## Task statement:
Reproduce the records from the line containing "Target — bench backrest" through the line containing "column 1084, row 857", inclusive, substituting "seat" for each occurrence of "bench" and leaving everything else unchanged.

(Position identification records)
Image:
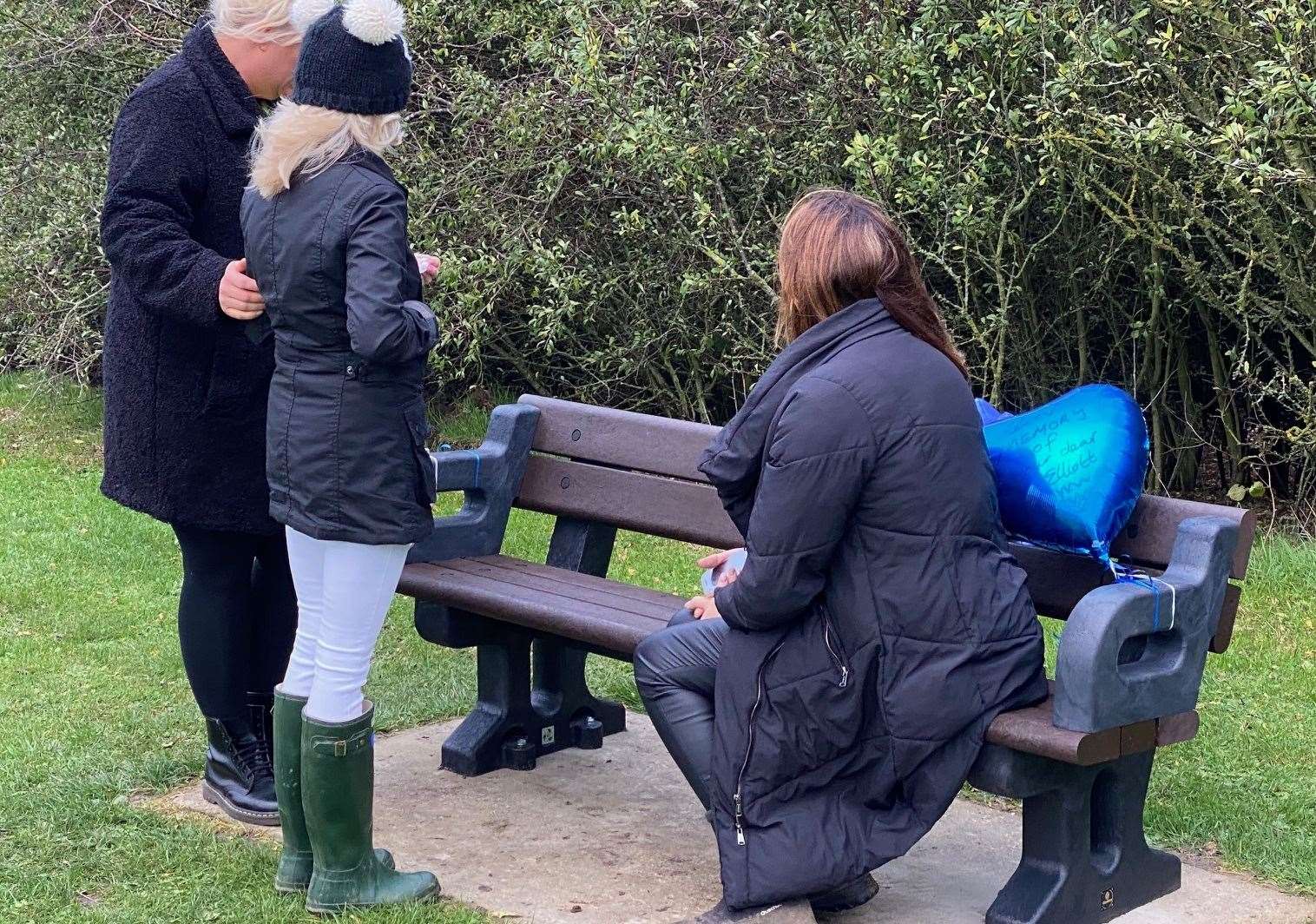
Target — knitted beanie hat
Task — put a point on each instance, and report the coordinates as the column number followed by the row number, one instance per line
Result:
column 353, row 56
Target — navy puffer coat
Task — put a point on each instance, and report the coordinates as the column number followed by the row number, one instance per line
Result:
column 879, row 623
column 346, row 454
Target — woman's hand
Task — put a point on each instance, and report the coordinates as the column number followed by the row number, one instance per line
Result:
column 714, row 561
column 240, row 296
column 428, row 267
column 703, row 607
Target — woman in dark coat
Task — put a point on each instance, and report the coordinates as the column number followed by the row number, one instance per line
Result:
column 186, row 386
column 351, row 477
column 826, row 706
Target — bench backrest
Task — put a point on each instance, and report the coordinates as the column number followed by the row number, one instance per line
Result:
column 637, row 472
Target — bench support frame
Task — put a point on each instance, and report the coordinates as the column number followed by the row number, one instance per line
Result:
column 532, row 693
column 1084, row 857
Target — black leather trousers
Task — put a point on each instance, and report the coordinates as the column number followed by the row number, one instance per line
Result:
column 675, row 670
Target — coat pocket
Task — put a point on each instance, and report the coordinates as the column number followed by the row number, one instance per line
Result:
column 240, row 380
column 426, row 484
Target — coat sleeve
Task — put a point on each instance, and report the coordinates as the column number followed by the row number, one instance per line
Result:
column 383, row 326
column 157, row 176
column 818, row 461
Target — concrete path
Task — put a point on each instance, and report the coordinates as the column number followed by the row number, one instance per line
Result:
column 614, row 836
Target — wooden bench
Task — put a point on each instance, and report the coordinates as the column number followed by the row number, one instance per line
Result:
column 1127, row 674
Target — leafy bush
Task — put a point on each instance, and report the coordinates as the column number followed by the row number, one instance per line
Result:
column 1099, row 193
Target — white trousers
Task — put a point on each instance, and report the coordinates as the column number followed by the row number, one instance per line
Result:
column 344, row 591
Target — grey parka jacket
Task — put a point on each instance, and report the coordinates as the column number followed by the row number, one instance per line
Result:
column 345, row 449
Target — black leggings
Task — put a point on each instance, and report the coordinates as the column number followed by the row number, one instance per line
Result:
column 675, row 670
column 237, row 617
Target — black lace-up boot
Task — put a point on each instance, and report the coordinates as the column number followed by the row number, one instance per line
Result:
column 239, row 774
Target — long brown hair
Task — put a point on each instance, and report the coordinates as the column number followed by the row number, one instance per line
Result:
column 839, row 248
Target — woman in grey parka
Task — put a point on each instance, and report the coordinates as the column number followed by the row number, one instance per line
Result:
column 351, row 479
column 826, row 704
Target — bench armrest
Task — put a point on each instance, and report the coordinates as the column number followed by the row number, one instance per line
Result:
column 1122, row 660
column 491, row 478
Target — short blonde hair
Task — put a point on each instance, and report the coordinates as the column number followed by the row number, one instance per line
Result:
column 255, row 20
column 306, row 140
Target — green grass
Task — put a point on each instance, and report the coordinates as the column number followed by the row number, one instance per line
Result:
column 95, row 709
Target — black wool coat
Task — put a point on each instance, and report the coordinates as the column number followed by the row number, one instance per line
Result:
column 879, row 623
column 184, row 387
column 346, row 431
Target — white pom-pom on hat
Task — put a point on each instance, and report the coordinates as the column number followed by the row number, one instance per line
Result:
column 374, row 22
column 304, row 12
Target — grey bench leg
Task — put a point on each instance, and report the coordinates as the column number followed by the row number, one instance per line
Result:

## Written answer:
Target — seat backrest
Task — put a point on each instance, and report the coordinates as the column number followed by the row number, one instance per line
Result:
column 637, row 472
Target — seat support frame
Task — put a point on each instance, and report the coordinates as the column number followed by the row number, one instance per line
Result:
column 532, row 693
column 1084, row 857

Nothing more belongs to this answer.